### A block of data
※

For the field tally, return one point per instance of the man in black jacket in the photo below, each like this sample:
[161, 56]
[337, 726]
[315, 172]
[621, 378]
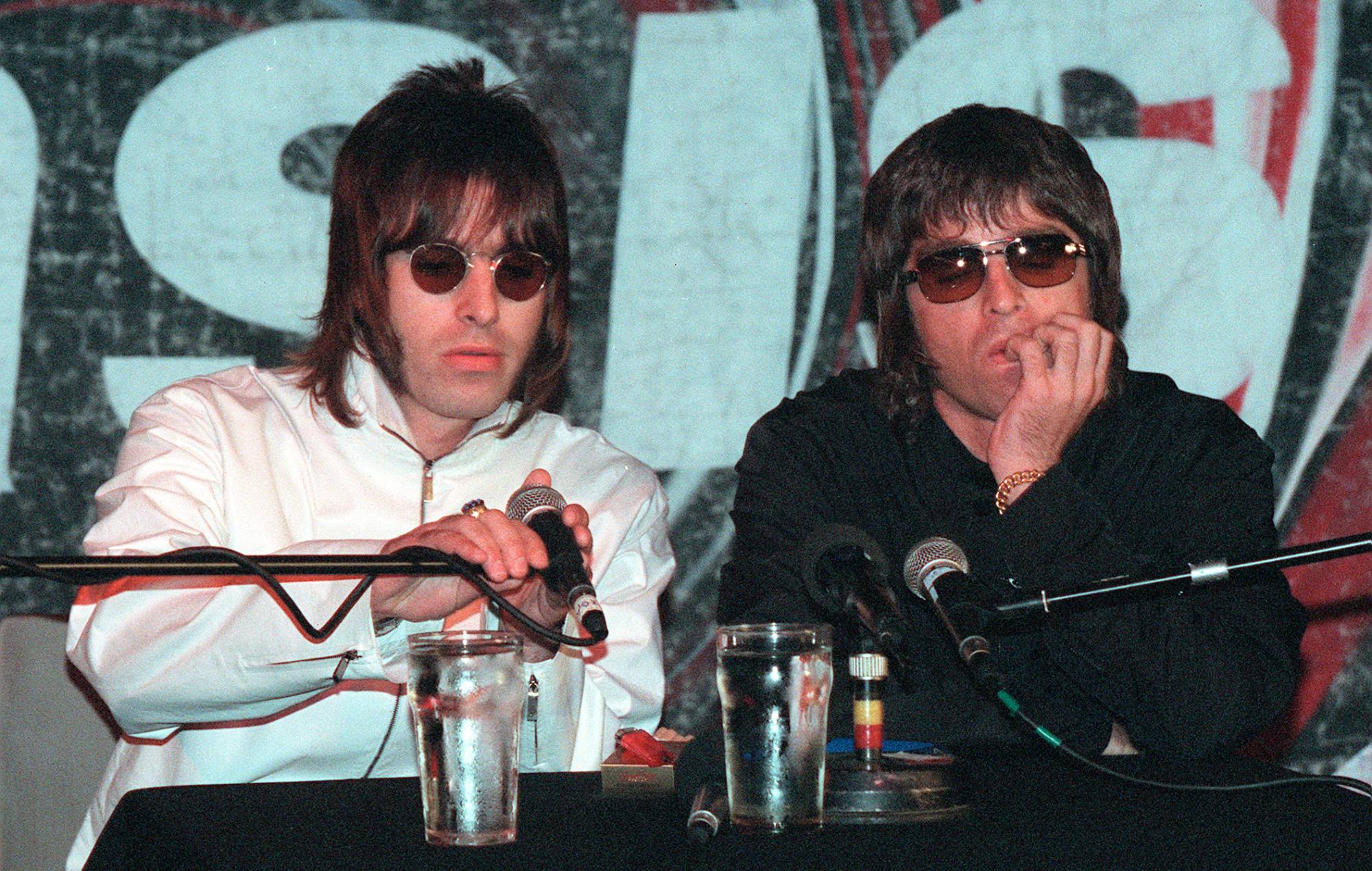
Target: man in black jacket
[1002, 416]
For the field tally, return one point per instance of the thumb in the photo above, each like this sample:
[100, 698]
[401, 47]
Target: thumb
[539, 478]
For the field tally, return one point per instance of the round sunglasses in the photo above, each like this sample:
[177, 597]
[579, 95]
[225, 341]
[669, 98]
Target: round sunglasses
[953, 275]
[438, 268]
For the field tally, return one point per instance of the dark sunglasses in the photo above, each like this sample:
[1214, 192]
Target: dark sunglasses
[438, 268]
[1042, 260]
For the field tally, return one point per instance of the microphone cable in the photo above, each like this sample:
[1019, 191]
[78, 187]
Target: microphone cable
[460, 567]
[1352, 784]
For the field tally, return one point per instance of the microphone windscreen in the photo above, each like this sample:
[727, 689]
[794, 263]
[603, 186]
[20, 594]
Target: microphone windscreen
[530, 500]
[836, 541]
[932, 553]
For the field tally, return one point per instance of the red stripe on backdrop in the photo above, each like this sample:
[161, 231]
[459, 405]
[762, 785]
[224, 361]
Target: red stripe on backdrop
[1336, 592]
[1297, 21]
[879, 40]
[857, 88]
[1193, 120]
[858, 98]
[928, 13]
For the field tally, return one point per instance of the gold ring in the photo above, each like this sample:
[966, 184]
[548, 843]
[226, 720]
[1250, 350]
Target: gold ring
[475, 508]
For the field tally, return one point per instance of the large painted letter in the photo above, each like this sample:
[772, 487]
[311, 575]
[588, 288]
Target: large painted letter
[718, 169]
[19, 197]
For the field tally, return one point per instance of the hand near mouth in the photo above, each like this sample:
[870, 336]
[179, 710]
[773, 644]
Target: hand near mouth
[1065, 370]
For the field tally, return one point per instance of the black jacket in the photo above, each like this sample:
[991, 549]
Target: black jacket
[1156, 478]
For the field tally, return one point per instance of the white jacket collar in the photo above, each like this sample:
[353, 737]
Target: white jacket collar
[372, 398]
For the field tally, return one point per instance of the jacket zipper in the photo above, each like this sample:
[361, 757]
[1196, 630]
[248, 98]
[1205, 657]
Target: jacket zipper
[532, 711]
[427, 489]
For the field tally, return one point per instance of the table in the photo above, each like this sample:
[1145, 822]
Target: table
[1030, 810]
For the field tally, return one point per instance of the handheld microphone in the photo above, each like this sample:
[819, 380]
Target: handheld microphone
[541, 511]
[707, 813]
[936, 571]
[846, 574]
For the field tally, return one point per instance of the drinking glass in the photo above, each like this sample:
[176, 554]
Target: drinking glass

※

### WHAT YOU SHOULD DO
Convert every line of the data above into a JSON list of strings, one string per line, skipping blank lines and leaving out the picture markers.

### SOLVED PROBLEM
[
  "For the field tally, return one point per instance of the man in black jacket in the photo below, each like this sample:",
  "[161, 56]",
  "[337, 726]",
  "[315, 172]",
  "[621, 378]",
  "Target: man in black jacket",
  "[1002, 416]",
  "For the field tally, return one point per instance of the thumb in the photo above, each like this sample:",
  "[100, 698]",
  "[401, 47]",
  "Target: thumb",
  "[539, 478]",
  "For the field tally, return one point per instance of the round sunglasses in the photo above, each like this sample:",
  "[177, 597]",
  "[579, 95]",
  "[225, 341]",
  "[669, 98]",
  "Target: round sunglasses",
  "[953, 275]",
  "[438, 268]",
  "For the field tally, return one point per instance of the dark sunglasses in the photo above, each like this sample:",
  "[1214, 192]",
  "Target: dark sunglasses",
  "[438, 268]",
  "[1042, 260]",
  "For the field tally, return one point per instance of the microphone cable in the photo above, each like this sample:",
  "[1019, 191]",
  "[78, 187]",
  "Target: microphone cable",
  "[460, 567]",
  "[1352, 784]",
  "For the field tally, return one point per instance of the microphone windscreen in the photo above, each like this sample:",
  "[727, 689]",
  "[794, 263]",
  "[603, 186]",
  "[20, 594]",
  "Target: microphone windscreen",
  "[530, 500]",
  "[836, 541]",
  "[932, 553]",
  "For the field tally, return one point per instance of the red stripe on backdrop in the photo above, each like this sample:",
  "[161, 231]",
  "[459, 405]",
  "[762, 785]",
  "[224, 361]",
  "Target: red stripe on backdrop",
  "[1336, 592]",
  "[1297, 21]",
  "[879, 40]",
  "[857, 88]",
  "[1193, 120]",
  "[858, 98]",
  "[928, 13]",
  "For the field tally, return one point per instance of the gold ring in the photo above, each like this sample:",
  "[966, 184]",
  "[548, 843]",
  "[226, 720]",
  "[1250, 350]",
  "Target: gold ring",
  "[475, 508]",
  "For the field tally, return one point per instance of the large painted letter in the photo above, each like this sample:",
  "[772, 487]",
  "[311, 575]",
  "[588, 288]",
  "Target: large painted letter",
  "[718, 169]",
  "[19, 197]",
  "For the field tally, return one point per instance of the hand near mouth in the photo above, each like this sample:",
  "[870, 336]",
  "[179, 710]",
  "[773, 644]",
  "Target: hand near mouth",
  "[1065, 370]",
  "For the field tally, return one point per instance of the black jacket in the photo above, each like this sample:",
  "[991, 549]",
  "Target: black jacket",
  "[1156, 478]",
  "For the field tally, return one point per instance of the white jacket collar in the photo above, each like this sample:",
  "[353, 737]",
  "Target: white jacket collar",
  "[372, 398]",
  "For the field tally, return one point per instance of the jacket zipper in the photo above, each like this sample:",
  "[361, 757]",
  "[1196, 630]",
  "[248, 98]",
  "[1205, 657]",
  "Target: jacket zipper",
  "[532, 711]",
  "[427, 489]",
  "For the field tally, return one point per instance of the table in the photo above, each like this sample:",
  "[1145, 822]",
  "Target: table",
  "[1030, 810]",
  "For the field tally, return one point per instance of the handheld microphone in the photo above, each like this sample:",
  "[819, 380]",
  "Target: handheld microphone",
  "[541, 511]",
  "[707, 813]",
  "[936, 571]",
  "[846, 574]",
  "For the field tally, return one point per instance of the drinking glass in the photo above, each like this sample:",
  "[176, 554]",
  "Target: drinking glass"
]